-- Dataset content follows --
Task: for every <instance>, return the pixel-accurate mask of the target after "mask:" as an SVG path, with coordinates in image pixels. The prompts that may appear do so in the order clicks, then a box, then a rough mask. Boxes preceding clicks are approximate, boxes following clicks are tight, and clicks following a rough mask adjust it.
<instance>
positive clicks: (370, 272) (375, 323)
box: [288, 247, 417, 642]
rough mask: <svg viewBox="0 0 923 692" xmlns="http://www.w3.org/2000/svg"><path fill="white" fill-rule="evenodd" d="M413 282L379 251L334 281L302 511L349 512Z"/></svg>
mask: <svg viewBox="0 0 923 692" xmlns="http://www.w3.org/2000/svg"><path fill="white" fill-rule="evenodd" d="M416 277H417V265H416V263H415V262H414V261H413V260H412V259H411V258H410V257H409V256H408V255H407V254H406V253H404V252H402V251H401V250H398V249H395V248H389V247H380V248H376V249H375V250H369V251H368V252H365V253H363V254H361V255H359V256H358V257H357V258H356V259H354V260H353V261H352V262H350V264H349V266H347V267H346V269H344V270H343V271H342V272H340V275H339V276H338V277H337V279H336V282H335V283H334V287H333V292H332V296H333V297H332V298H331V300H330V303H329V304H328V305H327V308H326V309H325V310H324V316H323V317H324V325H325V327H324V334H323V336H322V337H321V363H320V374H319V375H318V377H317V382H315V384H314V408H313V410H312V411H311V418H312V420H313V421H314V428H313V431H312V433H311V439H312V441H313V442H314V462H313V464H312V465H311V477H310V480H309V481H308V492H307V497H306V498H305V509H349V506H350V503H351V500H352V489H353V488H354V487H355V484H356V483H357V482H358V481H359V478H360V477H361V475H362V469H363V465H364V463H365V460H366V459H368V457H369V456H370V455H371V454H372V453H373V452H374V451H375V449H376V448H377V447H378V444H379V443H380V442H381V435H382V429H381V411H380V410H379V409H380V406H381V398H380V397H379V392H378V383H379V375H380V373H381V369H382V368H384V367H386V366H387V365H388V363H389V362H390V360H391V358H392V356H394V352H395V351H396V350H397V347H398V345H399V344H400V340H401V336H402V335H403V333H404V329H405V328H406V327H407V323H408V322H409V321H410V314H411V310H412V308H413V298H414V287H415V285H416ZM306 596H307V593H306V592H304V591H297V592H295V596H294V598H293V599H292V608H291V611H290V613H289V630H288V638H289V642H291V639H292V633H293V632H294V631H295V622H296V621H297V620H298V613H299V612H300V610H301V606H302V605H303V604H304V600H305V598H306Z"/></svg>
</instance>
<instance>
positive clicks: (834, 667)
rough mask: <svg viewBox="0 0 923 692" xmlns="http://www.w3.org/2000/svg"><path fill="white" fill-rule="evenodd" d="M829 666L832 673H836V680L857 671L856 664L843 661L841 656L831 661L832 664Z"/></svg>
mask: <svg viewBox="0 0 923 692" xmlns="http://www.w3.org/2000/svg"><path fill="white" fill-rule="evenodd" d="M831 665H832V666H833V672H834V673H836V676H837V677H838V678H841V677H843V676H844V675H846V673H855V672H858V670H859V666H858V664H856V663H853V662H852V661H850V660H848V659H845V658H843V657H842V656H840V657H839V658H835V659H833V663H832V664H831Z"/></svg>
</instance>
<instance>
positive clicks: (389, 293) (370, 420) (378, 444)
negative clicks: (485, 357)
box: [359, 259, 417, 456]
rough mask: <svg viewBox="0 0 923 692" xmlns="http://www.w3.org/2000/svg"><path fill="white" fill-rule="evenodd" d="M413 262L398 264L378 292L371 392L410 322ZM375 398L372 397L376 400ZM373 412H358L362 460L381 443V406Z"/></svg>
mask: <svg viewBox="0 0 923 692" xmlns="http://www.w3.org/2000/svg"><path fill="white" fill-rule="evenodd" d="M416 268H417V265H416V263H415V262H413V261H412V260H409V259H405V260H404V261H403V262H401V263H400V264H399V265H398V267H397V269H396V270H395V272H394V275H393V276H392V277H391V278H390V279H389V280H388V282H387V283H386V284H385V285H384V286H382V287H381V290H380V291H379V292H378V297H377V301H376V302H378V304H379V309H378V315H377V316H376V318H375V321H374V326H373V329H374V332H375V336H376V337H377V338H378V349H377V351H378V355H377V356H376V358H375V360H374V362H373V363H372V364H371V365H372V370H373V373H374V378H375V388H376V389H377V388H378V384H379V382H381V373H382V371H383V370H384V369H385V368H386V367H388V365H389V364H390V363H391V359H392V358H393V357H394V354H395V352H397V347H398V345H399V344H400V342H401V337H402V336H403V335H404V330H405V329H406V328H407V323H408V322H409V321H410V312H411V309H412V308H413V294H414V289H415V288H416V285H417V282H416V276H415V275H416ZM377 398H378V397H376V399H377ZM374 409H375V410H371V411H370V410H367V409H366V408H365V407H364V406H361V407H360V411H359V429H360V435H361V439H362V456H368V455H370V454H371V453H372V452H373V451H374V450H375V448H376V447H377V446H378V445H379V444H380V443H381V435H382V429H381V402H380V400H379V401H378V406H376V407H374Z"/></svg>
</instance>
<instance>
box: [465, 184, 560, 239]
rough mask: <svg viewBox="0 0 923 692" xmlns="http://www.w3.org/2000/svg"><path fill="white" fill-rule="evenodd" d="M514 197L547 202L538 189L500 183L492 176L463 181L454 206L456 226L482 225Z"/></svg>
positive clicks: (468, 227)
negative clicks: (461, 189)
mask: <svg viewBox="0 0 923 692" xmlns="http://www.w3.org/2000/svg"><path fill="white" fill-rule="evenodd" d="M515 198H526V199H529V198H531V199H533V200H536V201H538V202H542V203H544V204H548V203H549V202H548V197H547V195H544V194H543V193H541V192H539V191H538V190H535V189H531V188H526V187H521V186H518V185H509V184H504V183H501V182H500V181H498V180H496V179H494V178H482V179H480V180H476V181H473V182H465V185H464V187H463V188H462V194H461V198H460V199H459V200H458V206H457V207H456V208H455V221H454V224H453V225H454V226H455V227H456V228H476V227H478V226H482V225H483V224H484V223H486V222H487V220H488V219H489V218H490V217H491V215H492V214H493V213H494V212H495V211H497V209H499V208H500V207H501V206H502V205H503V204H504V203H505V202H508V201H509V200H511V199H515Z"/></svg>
-- Dataset content concluded --
### Work required:
From the records above, give again exactly the lines running from the line with "positive clicks: (389, 293)" to the line with "box: [359, 259, 417, 456]", inclusive.

### Worked solution:
positive clicks: (389, 293) (370, 420) (378, 444)
negative clicks: (485, 357)
box: [359, 259, 417, 456]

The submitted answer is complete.